__WHAT TO WORK ON__.
Render every line of the listing below as a JSON array of strings, one string per line, skipping blank lines. Leave the pictures out of the output.

__EXERCISE MATERIALS__.
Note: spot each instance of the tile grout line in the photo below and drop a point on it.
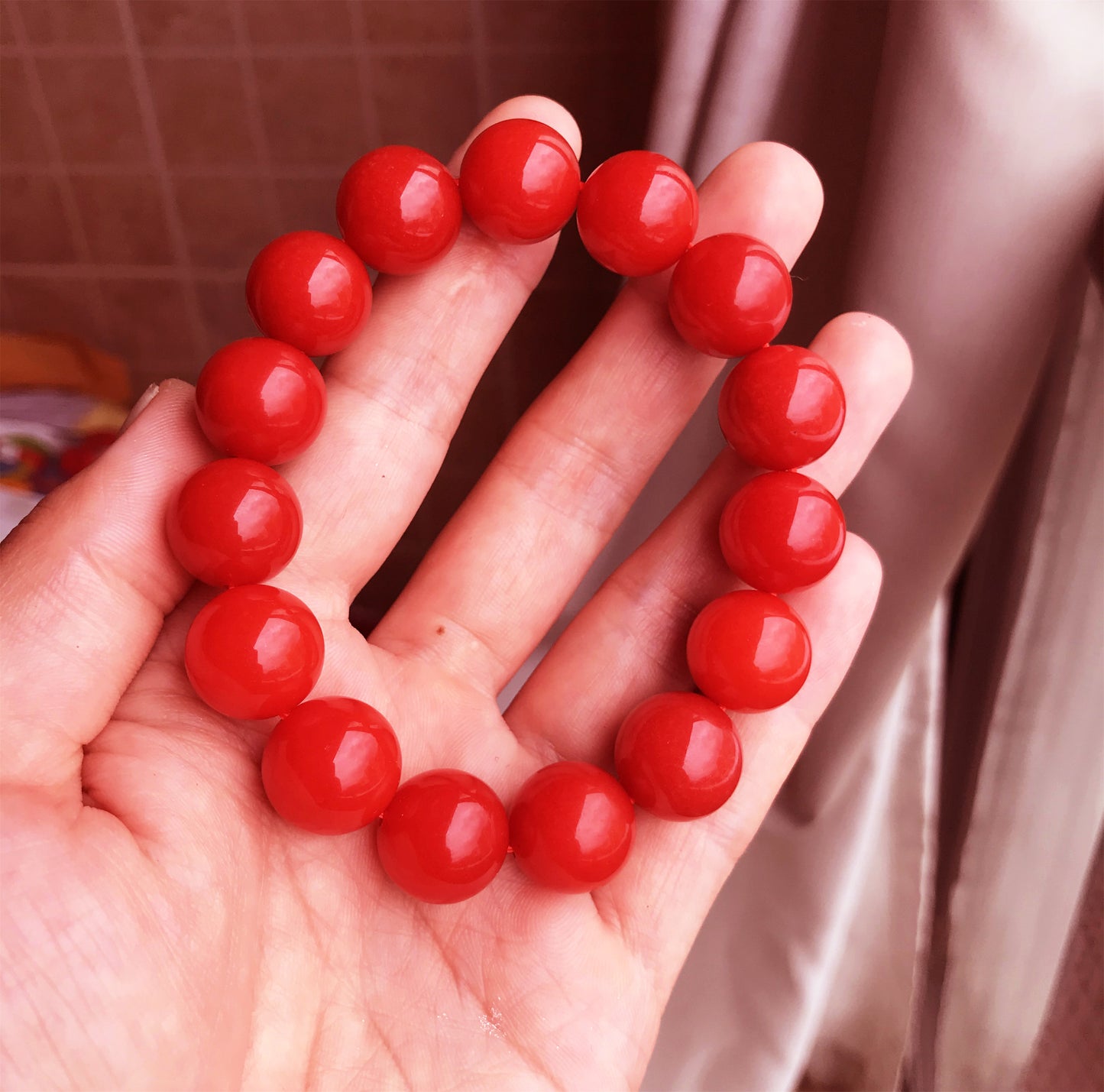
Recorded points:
(57, 170)
(366, 77)
(178, 238)
(254, 114)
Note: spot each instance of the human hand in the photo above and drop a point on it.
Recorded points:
(161, 926)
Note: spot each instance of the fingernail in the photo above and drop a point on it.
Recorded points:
(147, 397)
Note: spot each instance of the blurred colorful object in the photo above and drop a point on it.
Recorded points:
(61, 407)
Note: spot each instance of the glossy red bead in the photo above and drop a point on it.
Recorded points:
(782, 407)
(309, 290)
(519, 181)
(235, 521)
(571, 827)
(678, 756)
(260, 399)
(730, 295)
(444, 836)
(399, 209)
(637, 213)
(782, 531)
(254, 652)
(332, 766)
(749, 650)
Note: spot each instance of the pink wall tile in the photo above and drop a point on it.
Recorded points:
(94, 109)
(308, 203)
(225, 219)
(148, 327)
(124, 219)
(200, 104)
(70, 22)
(297, 22)
(51, 305)
(34, 226)
(312, 112)
(429, 102)
(400, 22)
(7, 34)
(222, 304)
(21, 137)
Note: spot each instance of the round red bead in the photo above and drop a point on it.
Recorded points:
(399, 209)
(261, 399)
(678, 756)
(571, 827)
(254, 652)
(749, 650)
(519, 181)
(637, 213)
(309, 290)
(782, 531)
(444, 836)
(729, 295)
(782, 407)
(235, 521)
(332, 766)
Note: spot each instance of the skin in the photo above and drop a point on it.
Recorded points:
(163, 928)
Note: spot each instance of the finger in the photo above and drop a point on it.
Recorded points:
(85, 585)
(630, 640)
(507, 563)
(660, 898)
(397, 394)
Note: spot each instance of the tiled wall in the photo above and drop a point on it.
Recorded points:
(148, 148)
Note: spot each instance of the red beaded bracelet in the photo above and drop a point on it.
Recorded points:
(332, 764)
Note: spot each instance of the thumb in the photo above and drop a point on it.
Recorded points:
(85, 583)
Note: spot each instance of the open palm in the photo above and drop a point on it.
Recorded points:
(163, 928)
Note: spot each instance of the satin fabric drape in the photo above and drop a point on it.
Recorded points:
(902, 915)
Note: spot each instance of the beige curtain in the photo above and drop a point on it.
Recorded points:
(903, 916)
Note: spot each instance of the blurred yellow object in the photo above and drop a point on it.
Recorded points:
(62, 364)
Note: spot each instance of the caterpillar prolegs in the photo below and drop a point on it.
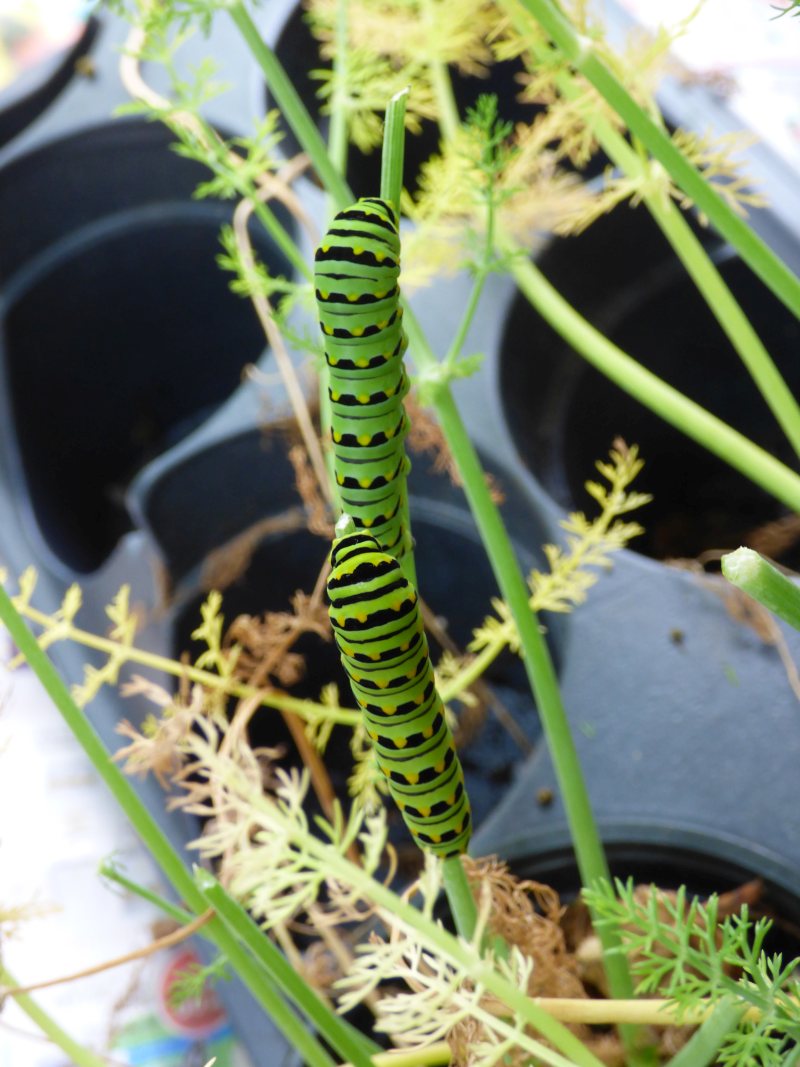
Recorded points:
(384, 650)
(356, 269)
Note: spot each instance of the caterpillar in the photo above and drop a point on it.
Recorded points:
(380, 636)
(356, 268)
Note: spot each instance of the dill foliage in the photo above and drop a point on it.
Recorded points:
(681, 948)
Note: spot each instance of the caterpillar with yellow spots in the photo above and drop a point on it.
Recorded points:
(355, 276)
(380, 636)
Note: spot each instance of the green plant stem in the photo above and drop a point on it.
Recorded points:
(305, 709)
(689, 250)
(448, 112)
(539, 666)
(392, 181)
(155, 840)
(292, 108)
(338, 1032)
(666, 401)
(751, 573)
(580, 52)
(702, 1048)
(460, 896)
(79, 1055)
(262, 950)
(411, 920)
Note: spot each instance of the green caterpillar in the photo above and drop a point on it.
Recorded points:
(355, 275)
(379, 633)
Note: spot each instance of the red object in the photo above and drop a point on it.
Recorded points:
(197, 1017)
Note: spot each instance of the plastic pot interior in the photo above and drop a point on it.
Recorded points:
(454, 579)
(121, 334)
(38, 85)
(670, 858)
(298, 51)
(563, 414)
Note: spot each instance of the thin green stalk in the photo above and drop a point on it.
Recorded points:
(275, 966)
(702, 1048)
(338, 1032)
(79, 1055)
(579, 51)
(280, 236)
(541, 673)
(666, 401)
(415, 923)
(392, 182)
(751, 573)
(154, 838)
(460, 896)
(291, 107)
(689, 250)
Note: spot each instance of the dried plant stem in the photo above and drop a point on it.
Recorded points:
(269, 698)
(751, 573)
(165, 942)
(266, 317)
(79, 1055)
(254, 974)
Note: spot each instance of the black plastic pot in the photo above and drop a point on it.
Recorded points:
(120, 334)
(563, 414)
(37, 88)
(213, 496)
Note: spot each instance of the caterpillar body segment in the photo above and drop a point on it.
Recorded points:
(380, 636)
(356, 270)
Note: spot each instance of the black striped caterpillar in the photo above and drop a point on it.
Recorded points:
(384, 650)
(356, 268)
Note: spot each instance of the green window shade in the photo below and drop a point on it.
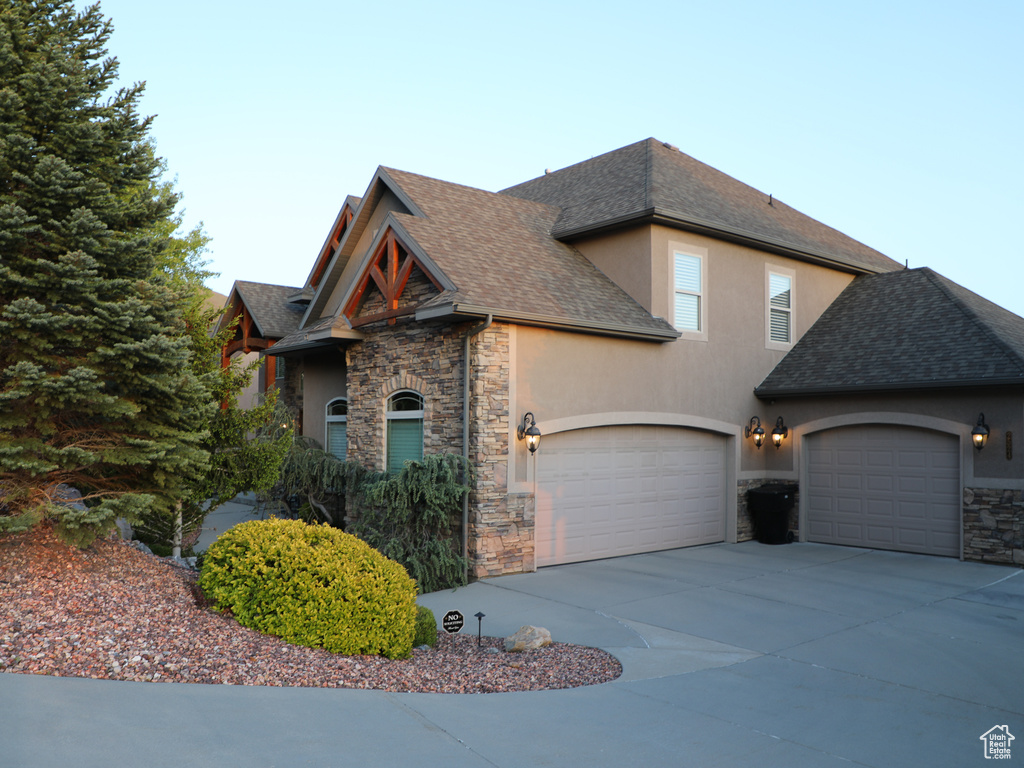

__ANSWER TO THE TASK__.
[
  "Note: spot each instance of the tile grout line in the photo below and drop a point on it.",
  "Recorded points:",
  "(57, 170)",
  "(366, 77)",
  "(178, 238)",
  "(254, 114)",
  "Note: spot each instance of the human hand in the photo above and drop a point on it.",
  "Recorded points:",
  "(161, 926)",
  "Note: spot each instance of the fingernail in the photo above and drop a point on it.",
  "Recorded points:",
  "(147, 397)",
  "Note: spot each instance of the blurred colorful object in the photo above and drop a point on it.",
  "Recorded points:",
  "(61, 407)",
  "Note: spot each instance of the glossy red bead in the photo above and drop a point on it.",
  "Recorded points:",
  "(782, 407)",
  "(309, 290)",
  "(519, 181)",
  "(235, 521)",
  "(571, 827)",
  "(678, 756)",
  "(260, 399)",
  "(730, 295)",
  "(444, 836)",
  "(399, 209)",
  "(637, 213)",
  "(782, 531)",
  "(254, 652)",
  "(332, 766)",
  "(749, 650)",
  "Note: spot each instance of the pink wall tile in the photo above and drop a point on it.",
  "Recorded points:",
  "(94, 109)",
  "(308, 203)",
  "(225, 219)",
  "(148, 327)",
  "(124, 219)",
  "(200, 104)",
  "(70, 22)",
  "(297, 22)",
  "(51, 305)",
  "(34, 226)",
  "(312, 112)",
  "(429, 102)",
  "(400, 22)",
  "(7, 34)",
  "(222, 304)",
  "(21, 137)",
  "Note: spot each instance of the round red bead in the photo above and drop a point on it.",
  "Recorded points:",
  "(399, 209)",
  "(261, 399)",
  "(678, 756)",
  "(571, 827)",
  "(254, 652)",
  "(749, 650)",
  "(519, 181)",
  "(637, 213)",
  "(309, 290)",
  "(782, 531)",
  "(444, 836)",
  "(729, 295)",
  "(782, 407)",
  "(235, 521)",
  "(332, 766)",
  "Note: spot each instance of the skin in the photo above and drop a point on it.",
  "Recorded points:",
  "(163, 928)",
  "Note: spot each instance of the finger in the photo above and drop a point on it.",
  "Recorded points:",
  "(85, 585)",
  "(630, 640)",
  "(507, 563)",
  "(660, 898)",
  "(397, 394)",
  "Note: spot each instance of the tiled wall in the photo above and drop a point on it.",
  "Recorded points:",
  "(148, 148)",
  "Note: spot each instance of the red beaded bracelet in the photo above and drop a point on it.",
  "Recorded points:",
  "(332, 764)",
  "Note: spot each instance of the thumb in the photo above and drop a point on it.",
  "Recorded points:",
  "(85, 583)",
  "Note: spot each instance of the open palm in the photo above and drop a point on it.",
  "Recorded points:",
  "(163, 928)",
  "Note: spot each instance of the satin fabric drape in the photo above and drop a point on it.",
  "Recorded points:",
  "(902, 915)",
  "Note: spot each instance of the beige curtain in the photo above and drop a point on it.",
  "Recorded points:",
  "(903, 916)",
  "Note: spot each instance of the blurred yellow object in the photo above and drop a point on it.",
  "Recorded points:",
  "(62, 364)",
  "Note: spot each instance of the caterpillar prolegs in the photo below and drop a point on it.",
  "Recorded points:",
  "(384, 650)",
  "(356, 269)",
  "Note: spot each instance of the caterpillar in the photo above and drop a point on it.",
  "Recorded points:",
  "(380, 636)",
  "(356, 268)",
  "Note: spot each instance of the dill foliage in the photo above and drop a point on it.",
  "Recorded points:",
  "(681, 948)",
  "Note: spot each instance of the caterpillar with yellow spots in the photo above and drop a point on it.",
  "Recorded points:",
  "(355, 276)",
  "(380, 636)",
  "Note: spot each instance of the green plant stem in the photo above and drop a point on it.",
  "Recorded points:",
  "(305, 709)",
  "(689, 250)",
  "(448, 112)",
  "(539, 666)",
  "(392, 181)",
  "(155, 840)",
  "(292, 108)",
  "(338, 1032)",
  "(666, 401)",
  "(751, 573)",
  "(580, 52)",
  "(702, 1048)",
  "(460, 896)",
  "(79, 1055)",
  "(262, 950)",
  "(411, 920)",
  "Note: spot each instance of the green caterpillar in the photo above and drop a point on it.",
  "Recorded points:",
  "(355, 275)",
  "(379, 633)",
  "Note: spot each instance of the red object in the photo above and drop a point on it.",
  "Recorded points:",
  "(197, 1017)",
  "Note: spot each instance of the plastic pot interior in the photo above and drop a point on it.",
  "Recorded points:",
  "(454, 579)",
  "(121, 334)",
  "(38, 85)",
  "(670, 858)",
  "(298, 51)",
  "(563, 414)",
  "Note: spot each instance of the thin green stalk in the photo above and drop a point on it.",
  "Recorded points:",
  "(275, 966)",
  "(702, 1048)",
  "(338, 1032)",
  "(79, 1055)",
  "(579, 51)",
  "(280, 236)",
  "(541, 673)",
  "(666, 401)",
  "(415, 923)",
  "(392, 182)",
  "(751, 573)",
  "(154, 838)",
  "(460, 896)",
  "(291, 107)",
  "(689, 250)",
  "Note: spot each instance of the dried plant stem in the photo above and drop a point on it.",
  "Recorded points:",
  "(269, 698)",
  "(751, 573)",
  "(165, 942)",
  "(266, 317)",
  "(79, 1055)",
  "(254, 974)",
  "Note: spot each instance of the black plastic pot in the photo above and drop a point on it.",
  "Recorded points:",
  "(120, 334)",
  "(563, 414)",
  "(37, 88)",
  "(213, 496)",
  "Note: spot each instance of the caterpillar body segment in the photo above and drop a point on it.",
  "Recorded points:",
  "(380, 636)",
  "(356, 270)",
  "Note: spot each instance of the black striped caterpillar in the photo above and drop a point on it.",
  "Recorded points:",
  "(384, 650)",
  "(356, 268)",
  "Note: spot each instance of the green window shade in the photo below and drop a point on it."
]